> [PROBLEM TO SOLVE]
Please rescale the rows starting at the line that contains "the black dog" and continuing through the last row, giving every line again, requests included. Multiply each coordinate in the answers by 1.65 and round to a whole number, with halves rounding up, and leave the numbers in the requests unchanged.

> [SUPPLIED MATERIAL]
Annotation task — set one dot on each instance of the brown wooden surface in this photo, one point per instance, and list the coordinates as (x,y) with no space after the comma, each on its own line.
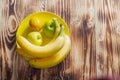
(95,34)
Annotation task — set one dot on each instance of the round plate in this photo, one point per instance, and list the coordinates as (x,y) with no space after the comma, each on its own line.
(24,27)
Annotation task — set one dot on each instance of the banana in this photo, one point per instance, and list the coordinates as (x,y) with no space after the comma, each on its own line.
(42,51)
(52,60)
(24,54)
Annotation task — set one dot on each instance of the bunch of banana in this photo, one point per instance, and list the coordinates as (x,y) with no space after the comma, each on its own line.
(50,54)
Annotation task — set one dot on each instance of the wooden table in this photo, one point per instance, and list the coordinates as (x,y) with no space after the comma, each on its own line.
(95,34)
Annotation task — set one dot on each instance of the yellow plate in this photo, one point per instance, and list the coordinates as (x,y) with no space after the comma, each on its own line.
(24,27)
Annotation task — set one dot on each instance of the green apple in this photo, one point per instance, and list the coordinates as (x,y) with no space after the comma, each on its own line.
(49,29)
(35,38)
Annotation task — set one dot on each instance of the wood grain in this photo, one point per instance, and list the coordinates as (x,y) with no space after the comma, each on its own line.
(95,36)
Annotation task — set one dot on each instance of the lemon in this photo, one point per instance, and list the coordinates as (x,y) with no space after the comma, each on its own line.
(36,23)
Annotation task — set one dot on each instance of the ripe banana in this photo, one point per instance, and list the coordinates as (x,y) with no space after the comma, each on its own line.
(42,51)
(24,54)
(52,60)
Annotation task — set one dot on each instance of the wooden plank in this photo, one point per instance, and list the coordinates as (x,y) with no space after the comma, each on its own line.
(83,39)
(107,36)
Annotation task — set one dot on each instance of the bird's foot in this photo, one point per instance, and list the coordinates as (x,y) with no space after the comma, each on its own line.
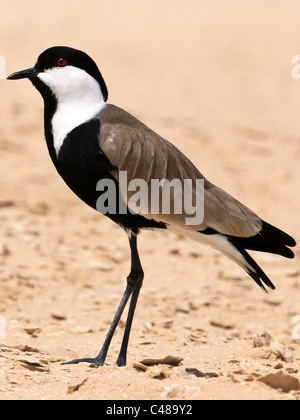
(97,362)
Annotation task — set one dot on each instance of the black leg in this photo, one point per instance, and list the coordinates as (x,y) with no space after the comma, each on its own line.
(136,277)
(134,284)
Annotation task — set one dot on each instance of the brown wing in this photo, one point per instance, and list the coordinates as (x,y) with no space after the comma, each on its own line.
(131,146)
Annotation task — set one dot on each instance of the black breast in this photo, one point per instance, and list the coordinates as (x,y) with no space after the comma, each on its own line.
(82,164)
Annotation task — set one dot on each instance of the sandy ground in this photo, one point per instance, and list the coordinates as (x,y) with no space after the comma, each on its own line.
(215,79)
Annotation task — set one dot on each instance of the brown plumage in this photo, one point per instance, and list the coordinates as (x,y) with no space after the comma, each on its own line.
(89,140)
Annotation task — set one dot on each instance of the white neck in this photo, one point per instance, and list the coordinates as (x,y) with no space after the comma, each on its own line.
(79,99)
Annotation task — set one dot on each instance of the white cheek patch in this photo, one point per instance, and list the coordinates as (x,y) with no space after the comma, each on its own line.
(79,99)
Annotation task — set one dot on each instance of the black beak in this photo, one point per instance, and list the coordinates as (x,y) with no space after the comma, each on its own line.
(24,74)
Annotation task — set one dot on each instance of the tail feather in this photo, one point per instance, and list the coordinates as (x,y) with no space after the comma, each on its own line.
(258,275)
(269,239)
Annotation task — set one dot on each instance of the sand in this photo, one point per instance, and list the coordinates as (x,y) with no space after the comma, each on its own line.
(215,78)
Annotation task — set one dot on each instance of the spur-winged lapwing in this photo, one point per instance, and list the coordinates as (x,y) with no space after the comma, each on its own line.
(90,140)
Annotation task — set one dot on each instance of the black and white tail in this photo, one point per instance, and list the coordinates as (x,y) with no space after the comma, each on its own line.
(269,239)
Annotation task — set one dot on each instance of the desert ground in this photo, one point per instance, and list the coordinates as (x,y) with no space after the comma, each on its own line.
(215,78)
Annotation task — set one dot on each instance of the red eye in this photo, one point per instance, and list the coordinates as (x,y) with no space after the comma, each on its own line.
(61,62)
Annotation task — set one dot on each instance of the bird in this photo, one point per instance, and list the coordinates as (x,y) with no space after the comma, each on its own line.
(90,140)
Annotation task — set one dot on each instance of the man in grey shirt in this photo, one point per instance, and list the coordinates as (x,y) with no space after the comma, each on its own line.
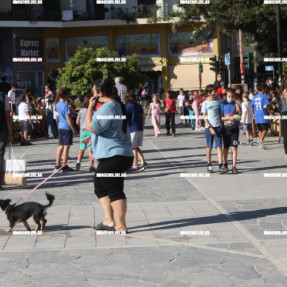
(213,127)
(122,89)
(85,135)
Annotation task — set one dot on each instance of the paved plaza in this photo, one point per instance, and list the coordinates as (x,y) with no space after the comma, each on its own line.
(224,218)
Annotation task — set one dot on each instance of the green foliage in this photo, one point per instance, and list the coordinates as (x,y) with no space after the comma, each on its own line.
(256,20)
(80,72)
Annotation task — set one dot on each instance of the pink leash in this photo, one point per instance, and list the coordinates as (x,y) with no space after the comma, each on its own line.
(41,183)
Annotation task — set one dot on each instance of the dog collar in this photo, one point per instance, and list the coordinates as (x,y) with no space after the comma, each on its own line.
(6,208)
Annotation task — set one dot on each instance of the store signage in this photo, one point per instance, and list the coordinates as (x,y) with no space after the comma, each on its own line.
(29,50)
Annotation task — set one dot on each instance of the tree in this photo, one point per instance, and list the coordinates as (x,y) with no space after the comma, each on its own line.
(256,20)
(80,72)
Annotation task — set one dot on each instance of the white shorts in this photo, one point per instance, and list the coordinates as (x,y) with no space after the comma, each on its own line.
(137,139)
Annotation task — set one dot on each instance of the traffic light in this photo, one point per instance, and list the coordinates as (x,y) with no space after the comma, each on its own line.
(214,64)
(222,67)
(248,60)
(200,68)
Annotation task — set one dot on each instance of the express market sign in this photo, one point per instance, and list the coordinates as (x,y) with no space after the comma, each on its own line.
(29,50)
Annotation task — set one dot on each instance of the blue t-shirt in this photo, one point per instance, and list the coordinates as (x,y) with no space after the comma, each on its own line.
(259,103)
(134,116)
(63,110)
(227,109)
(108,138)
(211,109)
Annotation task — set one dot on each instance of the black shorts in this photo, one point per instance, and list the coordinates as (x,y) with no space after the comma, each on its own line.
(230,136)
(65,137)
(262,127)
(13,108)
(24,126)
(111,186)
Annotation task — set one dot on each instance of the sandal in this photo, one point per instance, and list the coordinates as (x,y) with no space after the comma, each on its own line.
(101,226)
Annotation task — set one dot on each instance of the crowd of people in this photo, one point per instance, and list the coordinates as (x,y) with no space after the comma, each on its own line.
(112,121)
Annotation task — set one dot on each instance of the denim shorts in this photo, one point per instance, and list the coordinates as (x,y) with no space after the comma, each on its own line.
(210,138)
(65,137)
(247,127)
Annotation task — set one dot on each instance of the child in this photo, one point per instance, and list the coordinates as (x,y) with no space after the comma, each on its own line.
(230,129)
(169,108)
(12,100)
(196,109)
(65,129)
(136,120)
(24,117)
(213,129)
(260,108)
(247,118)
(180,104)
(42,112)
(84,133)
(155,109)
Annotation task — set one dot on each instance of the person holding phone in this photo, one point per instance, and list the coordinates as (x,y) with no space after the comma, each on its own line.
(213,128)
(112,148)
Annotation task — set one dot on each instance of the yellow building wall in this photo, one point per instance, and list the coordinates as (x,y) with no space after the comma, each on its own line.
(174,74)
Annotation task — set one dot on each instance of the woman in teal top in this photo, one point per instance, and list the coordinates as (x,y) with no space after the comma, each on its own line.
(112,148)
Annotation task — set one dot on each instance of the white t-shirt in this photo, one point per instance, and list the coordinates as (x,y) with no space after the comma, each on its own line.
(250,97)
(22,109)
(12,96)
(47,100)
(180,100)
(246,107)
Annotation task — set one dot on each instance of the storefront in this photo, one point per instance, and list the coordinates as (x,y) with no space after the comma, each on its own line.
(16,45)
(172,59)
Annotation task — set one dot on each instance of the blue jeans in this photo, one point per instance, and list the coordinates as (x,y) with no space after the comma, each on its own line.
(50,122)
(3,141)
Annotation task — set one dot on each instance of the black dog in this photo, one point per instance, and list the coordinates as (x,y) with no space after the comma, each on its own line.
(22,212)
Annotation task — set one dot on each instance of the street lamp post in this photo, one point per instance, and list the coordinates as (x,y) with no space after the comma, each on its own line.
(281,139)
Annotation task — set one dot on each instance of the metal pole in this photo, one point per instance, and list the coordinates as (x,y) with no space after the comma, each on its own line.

> [TASK RESPONSE]
Annotation task — set one dot on each instance of the black dog in this photo, one point per instance, and list the coordinates as (x,y) with no space after the comma, each on its own line.
(36,350)
Annotation task — set one dot on each instance of the street lamp post in this photo, one point per instance, and list the coordinates as (x,y) with no space after the comma, each on its own line.
(464,229)
Annotation task — set one dot on each instance of the metal pole in this photo, one point per instance, and list the coordinates as (x,y) with no space after the comma, each on its own line.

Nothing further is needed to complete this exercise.